Rows from a pointing dataset:
────────────────
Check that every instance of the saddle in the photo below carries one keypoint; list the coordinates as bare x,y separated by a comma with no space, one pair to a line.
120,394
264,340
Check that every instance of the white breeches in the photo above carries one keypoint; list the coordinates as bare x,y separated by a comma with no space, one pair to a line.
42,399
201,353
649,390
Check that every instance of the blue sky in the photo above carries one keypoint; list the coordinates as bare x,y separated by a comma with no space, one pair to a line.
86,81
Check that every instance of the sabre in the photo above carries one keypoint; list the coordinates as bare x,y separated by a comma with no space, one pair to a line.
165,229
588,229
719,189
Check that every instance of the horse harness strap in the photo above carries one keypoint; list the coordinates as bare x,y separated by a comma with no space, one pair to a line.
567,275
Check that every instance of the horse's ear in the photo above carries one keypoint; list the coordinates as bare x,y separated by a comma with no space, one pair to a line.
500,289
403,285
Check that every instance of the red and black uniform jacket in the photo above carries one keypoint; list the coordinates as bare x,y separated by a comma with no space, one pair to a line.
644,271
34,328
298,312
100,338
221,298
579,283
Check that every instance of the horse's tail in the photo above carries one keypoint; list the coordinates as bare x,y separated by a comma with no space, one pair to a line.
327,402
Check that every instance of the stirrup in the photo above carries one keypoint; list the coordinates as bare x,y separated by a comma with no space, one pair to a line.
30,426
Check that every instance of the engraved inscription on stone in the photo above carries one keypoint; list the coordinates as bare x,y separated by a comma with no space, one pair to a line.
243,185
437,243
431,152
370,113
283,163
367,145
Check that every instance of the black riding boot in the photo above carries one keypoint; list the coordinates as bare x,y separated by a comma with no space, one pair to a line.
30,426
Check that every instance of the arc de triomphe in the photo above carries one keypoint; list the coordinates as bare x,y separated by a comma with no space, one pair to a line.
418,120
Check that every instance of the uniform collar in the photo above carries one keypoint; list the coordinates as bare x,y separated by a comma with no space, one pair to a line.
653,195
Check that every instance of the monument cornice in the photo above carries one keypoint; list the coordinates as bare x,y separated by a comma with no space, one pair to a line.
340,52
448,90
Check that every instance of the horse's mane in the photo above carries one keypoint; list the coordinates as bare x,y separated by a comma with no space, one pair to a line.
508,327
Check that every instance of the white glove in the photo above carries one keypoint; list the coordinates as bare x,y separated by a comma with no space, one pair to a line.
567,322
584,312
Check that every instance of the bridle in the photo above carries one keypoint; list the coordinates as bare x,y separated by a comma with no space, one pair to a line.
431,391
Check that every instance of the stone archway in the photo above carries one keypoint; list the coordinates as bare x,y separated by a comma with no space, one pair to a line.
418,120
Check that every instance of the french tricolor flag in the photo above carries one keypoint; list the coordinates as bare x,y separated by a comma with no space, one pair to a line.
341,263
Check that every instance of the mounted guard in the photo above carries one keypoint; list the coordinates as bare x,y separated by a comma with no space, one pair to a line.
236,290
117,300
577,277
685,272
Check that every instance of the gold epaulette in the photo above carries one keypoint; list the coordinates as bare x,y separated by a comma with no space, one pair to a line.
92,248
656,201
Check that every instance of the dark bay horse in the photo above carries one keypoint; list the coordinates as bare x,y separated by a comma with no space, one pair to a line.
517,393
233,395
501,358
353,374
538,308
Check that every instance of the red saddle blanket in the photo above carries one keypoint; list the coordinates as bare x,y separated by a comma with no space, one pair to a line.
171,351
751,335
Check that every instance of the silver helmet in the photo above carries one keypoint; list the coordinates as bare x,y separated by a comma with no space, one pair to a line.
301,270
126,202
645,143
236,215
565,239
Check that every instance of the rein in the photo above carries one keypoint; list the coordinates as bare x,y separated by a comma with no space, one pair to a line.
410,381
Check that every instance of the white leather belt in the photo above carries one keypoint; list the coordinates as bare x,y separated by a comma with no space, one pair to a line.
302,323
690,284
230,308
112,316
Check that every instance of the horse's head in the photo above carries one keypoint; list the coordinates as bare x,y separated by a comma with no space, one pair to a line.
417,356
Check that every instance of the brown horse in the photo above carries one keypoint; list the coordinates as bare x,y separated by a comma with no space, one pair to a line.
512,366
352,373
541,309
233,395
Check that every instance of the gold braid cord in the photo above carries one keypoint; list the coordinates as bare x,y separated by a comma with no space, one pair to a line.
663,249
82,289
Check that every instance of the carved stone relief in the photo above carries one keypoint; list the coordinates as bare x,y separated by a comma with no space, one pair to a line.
────────────────
→ GIVEN PROBLEM
Rewrite the entries above with every occurrence of "one pair to a line" replaced by "one pair per line", and leave everything else unchanged.

→ COMPLETED TASK
Check that every instance of the saddle in the photo below carries one keypoint; list the coordinates as bare x,y separated by a comma with no space, one pair per line.
120,394
264,340
Check that every instance of the white breeches in the photo above carries one keypoint; list the coordinates as bare x,y separated by a comma with no space, one pair per line.
42,399
201,353
649,390
Check that every instance of the blue sky in the photo above carries one keypoint; list the coordinates as bare x,y separated by a comma with no space, one pair per line.
86,81
Check that every instance of the sabre in the photo above carries one keypoint; list the coordinates as bare x,y separated by a comma with no space, one pair per line.
165,229
588,229
719,189
Check that every instance of the horse harness strap in the photo above carries one keypoint; list the coordinates as bare x,y separated by a comma with no space, one pair per line.
567,275
Check that every instance of the horse's ear in the photo above carries one keypoint; list the coordinates as bare x,y separated by a comma with no space, one pair per line.
500,289
403,285
Check that every instance of the red and black uniform jacket in the photo above carries one keypoint; list the coordinates as bare x,y separated by a comma with no space, one pair per line.
644,271
34,328
298,312
100,338
221,298
579,283
Check that every instance of the horse's tail in the photo above carries one keypoint; list the coordinates as bare x,y separated by a comma with no space, one pair per line.
327,402
Check that every instance of the stirrup in the photo above carries one keypoint; list the coordinates as bare x,y separated by a comma with no space, one pair per line.
30,426
Check that every instance of the engraved inscription on stone in the photo above carries one keypoint; list the coordinates as bare x,y separated by a comma with no space, one pair per line.
243,185
437,243
431,152
370,113
283,163
367,145
Check that every instance of the black riding boot in the photo above carries one keypoint; list the coordinates as bare x,y separated by a comma with no space, one pair per line.
30,426
Check that every instance of the arc de triomphe in the photo above carries one keypoint; list the coordinates as bare x,y separated by a comma with no space, one pair per line.
418,120
Check that every instance of the uniform collar in the photo above carries one keypoint; list the coordinates as bare x,y separated by a comma with no space, one pair per line.
653,195
Check that every instance of the monument cornice in the photo above carries one keypoint; list the coordinates as bare x,y separated by a comma with no space, one pair per line.
340,52
448,90
Check that every instance of the horse's mane in the photo above carries one keypoint; list the coordinates as bare x,y separated by a comma with no space, one pair per line.
508,327
Check that every instance of the white glove in the photo above carries one keypoint; list the coordinates as bare x,y separated by a comma with no space, one pair per line.
567,322
584,312
Check that every instance of the bridle in the photo above carries one keypoint; list the coordinates as bare x,y separated by a comma with no space, one pair per line.
431,391
Check that every instance of the stone archway in the photo above carries one keypoint; list the coordinates as bare x,y separated by a comma with no space, one pair per line.
418,120
Check that every instance of the french tricolor flag in the photo above carries one keypoint; list the coordinates as bare x,y separated by a comma with no space, one pair per line.
341,263
Check that every instance of the mounted guard in the photo above carries one keypoint; list the coordinates as bare x,y separated by a comma with no space, one pair per line.
236,290
117,300
577,277
685,272
Check that every instance of the gold epaulette in the photo above carries one keypoint; list the coordinates as bare x,y separated by a comma with no space, one pair per line.
92,248
656,201
Check that every instance of the dark bay horse in the photo above carries one keypoint; list the coordinates as bare x,y separated by a comma with no space, one pair per line.
517,393
233,395
501,358
353,374
538,308
Check that every instance of the red saddle blanket in the photo above carries one keypoint; list the coordinates as bare x,y separated by a comma with no space, one pair per line.
171,351
751,335
Check that every instance of the silver helmet in the photo above carries one keypoint; list the coordinates as bare x,y separated by a comma with no space, one pair per line.
301,270
126,202
645,143
236,215
565,239
Check that every instance of the rein in the photo above carries one keypoint; list the coordinates as bare x,y separated by a comma with no space, one pair per line.
410,381
Check that every instance of the white leather belt in the photo above carries one keypoint; list the coordinates as bare x,y separated by a comma with no space, one pair per line.
302,323
690,284
230,308
112,316
Check that every instance of the horse's head in the photo above carries one keypoint; list the coordinates as bare x,y separated by a comma with no space, one pair per line.
417,356
Check that every instance of the brown horse in the photo above carries one keypoint; list the coordinates as bare x,y separated by a comma with no space, one pair per line.
512,366
352,373
541,309
233,395
Check that every instance of the gold braid cord in the photo above carries one keypoint; list the coordinates as bare x,y separated by a comma with no space, one pair per line.
663,249
82,289
Check that every instance of the carved stone relief in the photo above carries one keypoint; list the coordinates as bare x,y separated by a comma with no space, one pair per line.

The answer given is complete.